* **Source extract**:
Thursday, February 5, 2009

"To go by your words...." Review of Ong's ch. 3-unfinished

SOME PSYCHODYNAMICS OF ORALITY



Imagine a culture where no one has ever looked up anything.



Sound exists only when it is going out of existence.



Vision can register motion, but it can also register immobility.



There is no equivalent of a "still shot" in sound.



Among ORAL peoples generally language is a mode of action and not simply a countersign of thought.



TYPOGRAPHIC folk forget to think of words as primary oral, as events, and hence as necessarily powered: for them, words tend rather to be assimilated to things, 'out there' on a flat surface.



ORAL peoples commonly think of names (one kind of words) as conveying power over things.



First of all, names do give human beings power over what they name: without leaning a vast store of names, one is simply powerless to understand.



Secondly, CHIROGRAPHIC and TYPOGRAPHIC folk tend to think of names as labels, written or printed tags imaginatively affixed to an object named.



YOU KNOW WHAT YOU CAN RECALL: MNEMONICS AND FORMULAS



Sound determines not only modes of expression but also thought processes.



How do persons in an ORAL culture recall?



What does or can an ORAL culture know in an organized fashion?



Sustained thought in an ORAL culture is tied to cummunication.



How could you ever call back to mind thoughts you had so laboriously worked out?



You would have to do your thinking in mnemonic patterns,



in heavily rhythmic,



Balanced patterns,



in repetions,



or antitheses,



in alliterations and assonances,



in epithetic and other formulary expressions,



in standard thematic settings.



Proverbs are patterned for retention and ready recall.



Protracted orally based thought tends to be highly rhythmic.



Formulas help implement rhythmic discourse and also act as mnemonic aids in their own right.



"Divide and conquer"



"To err is human, to forgive is divine"



"Sorrow is better than laughter, because when the face is sad the heart grows wiser"



"The Clinging vine"



Often rhythmically balanced, expressions of this sort and of other sorts can be found occassionaly in print.



For ORAL cultures they form the substance of thought itself. Thought in any extended form is impossible wihtout them, for it consists in these.



A judge in an ORAl culture is often called on to articulate sets of relevant proverbs out of which he can produce equitable decisions in the cases under formal litigation before him.



Heavily patterning and communal fixed formulas in oral cultures serve some of the purposes of writing in CHIROGRAPHIC cultures.



ORAL culture experience is intellectualized mnemonically.



Putting experience into any words can implement its recall.

* **Job a**: Please find every line in the following listing that contains the string "below", and copy each of those lines in full.

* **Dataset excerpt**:
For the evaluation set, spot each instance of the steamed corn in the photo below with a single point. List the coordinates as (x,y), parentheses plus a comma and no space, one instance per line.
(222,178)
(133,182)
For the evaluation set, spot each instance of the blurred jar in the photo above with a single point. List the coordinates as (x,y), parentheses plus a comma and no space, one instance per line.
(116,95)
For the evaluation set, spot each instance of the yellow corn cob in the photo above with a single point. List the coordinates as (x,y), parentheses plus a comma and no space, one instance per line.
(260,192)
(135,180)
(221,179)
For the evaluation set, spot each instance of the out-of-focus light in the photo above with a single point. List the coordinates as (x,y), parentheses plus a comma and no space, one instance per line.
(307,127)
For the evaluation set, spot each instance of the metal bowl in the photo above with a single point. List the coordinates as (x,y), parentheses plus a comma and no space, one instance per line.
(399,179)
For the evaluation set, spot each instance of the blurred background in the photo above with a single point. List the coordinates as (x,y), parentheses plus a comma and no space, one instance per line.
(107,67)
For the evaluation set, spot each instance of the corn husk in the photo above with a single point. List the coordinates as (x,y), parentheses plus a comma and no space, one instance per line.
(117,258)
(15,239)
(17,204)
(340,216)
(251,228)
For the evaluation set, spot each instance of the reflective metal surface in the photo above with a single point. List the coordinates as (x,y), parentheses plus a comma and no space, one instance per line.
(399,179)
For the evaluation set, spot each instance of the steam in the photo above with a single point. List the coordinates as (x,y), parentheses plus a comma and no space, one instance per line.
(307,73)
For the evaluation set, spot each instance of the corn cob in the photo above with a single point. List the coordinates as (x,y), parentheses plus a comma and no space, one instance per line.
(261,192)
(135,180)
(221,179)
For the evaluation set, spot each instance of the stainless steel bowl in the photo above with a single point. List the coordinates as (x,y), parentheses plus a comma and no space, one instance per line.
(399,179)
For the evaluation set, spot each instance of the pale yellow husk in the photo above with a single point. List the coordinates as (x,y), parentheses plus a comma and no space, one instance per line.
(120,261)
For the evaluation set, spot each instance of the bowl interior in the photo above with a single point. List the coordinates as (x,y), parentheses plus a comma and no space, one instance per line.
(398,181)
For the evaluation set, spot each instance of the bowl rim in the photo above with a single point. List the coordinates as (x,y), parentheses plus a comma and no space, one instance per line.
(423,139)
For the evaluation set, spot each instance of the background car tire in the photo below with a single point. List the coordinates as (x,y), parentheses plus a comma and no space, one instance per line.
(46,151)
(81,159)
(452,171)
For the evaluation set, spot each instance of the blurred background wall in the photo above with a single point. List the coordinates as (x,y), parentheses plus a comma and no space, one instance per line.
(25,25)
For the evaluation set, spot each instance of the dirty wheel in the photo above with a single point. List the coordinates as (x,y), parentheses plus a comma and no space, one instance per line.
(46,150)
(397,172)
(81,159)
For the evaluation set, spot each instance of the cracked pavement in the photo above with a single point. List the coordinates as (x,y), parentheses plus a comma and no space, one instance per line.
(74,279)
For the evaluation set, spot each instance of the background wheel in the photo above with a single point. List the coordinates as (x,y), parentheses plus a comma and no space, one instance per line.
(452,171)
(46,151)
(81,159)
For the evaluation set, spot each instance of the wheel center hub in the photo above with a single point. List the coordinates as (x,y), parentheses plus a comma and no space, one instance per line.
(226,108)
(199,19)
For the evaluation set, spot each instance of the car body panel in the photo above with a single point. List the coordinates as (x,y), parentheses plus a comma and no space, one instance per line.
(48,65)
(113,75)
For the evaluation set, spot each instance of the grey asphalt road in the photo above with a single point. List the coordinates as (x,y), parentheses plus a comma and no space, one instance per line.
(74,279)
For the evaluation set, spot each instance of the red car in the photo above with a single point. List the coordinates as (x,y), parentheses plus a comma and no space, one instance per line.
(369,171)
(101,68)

* **Job b**: Write what comes next in the review of Ong's chapter on orality, picking up right after its final sentence.

* **Final answer a**:
For the evaluation set, spot each instance of the steamed corn in the photo below with a single point. List the coordinates as (x,y), parentheses plus a comma and no space, one instance per line.
For the evaluation set, spot each instance of the background car tire in the photo below with a single point. List the coordinates as (x,y), parentheses plus a comma and no space, one instance per line.

* **Final answer b**:
In a primary ORAL culture, thought and expression tend to be of the following sorts.



1. Additive rather than subordinative



The oral cultures tend to use words as additives like 'and' repeatedly.



Writing usualy uses 'and' 'when' 'then' 'thus' 'while' to provide a flow of naration with the analytic, which is subordinative.



Chirographic structures look more to syntactics (organization of the discourse itself).



Written discourse(...) is more dependent simply upon linquistic structure, since it lacks the normal full existential contexts which surround oral discourse and help determine meaning in oral discourse somewhat independently of grammar.



2. Aggregative rather than analytic



Oral folk prefer not the soldier, but the BRAVE soldier; not the princess, but the beautiful princess; not the oak, but the sturdy oak.



Once a formulary expression is made as such, it is best kept intact.

Without a writing system, breaking up thought (that is analysis) is a high-risk procedure.



3. Redundant or 'copius'



Thought requires continuity.



Writing establishes in the text a 'line' of continuity outside the mind.



Context can be retrieved by glancing back over the text selectively.



In oral discourse, the situation is different.



you must move ahead slowly, keeping close to the focus of attention much of what it has already dealt with. Redundancy, repetition of the just-said, keeps both speaker and hearer suerly on the track.



Whereas sparsely linear or analytic thought and speech are artificial creations, structured by the technology of writing.



With Writing, the mind is forced into a slowed-down pattern that affords it the opportunity to interfere with and reorganize its more norma, redundant processes.



In oral delivery, though a pause may be effective, hesitation is always disabling.



It is better to repeat something rather than simply to stop speaking while fishing for the next idea.



ORAL cultures encourage fluency, fulsomeness, volubility.



Early written texts often bloated with 'amplification', annoyingly redundant by modern standards.



4. Conservative or traditionalist



Oral societies must invest great energy in saying over and over again what has been learned ardously over the ages. This need establishes a highly traditionalist or conservative set of mind that with good reason inhibits intellectual experimentation.



The text frees the mind of conservative tasks, that is, of its memory work, and thus enables the mind to turn itself to new speculation.



(ORAL)-at every telling the story has to be introduced uniquely into a unique situation, for in oral cultures an audience must be brought to respond, often viqorously.



In ORAl tradition, there will be as many minor variants of a myth as there are repetitions of it, and the number of repetitions can be increased indefinitely.



(ORAL) to stay with the times the formulas and themes are reshuffled rather than supplanted with new materials.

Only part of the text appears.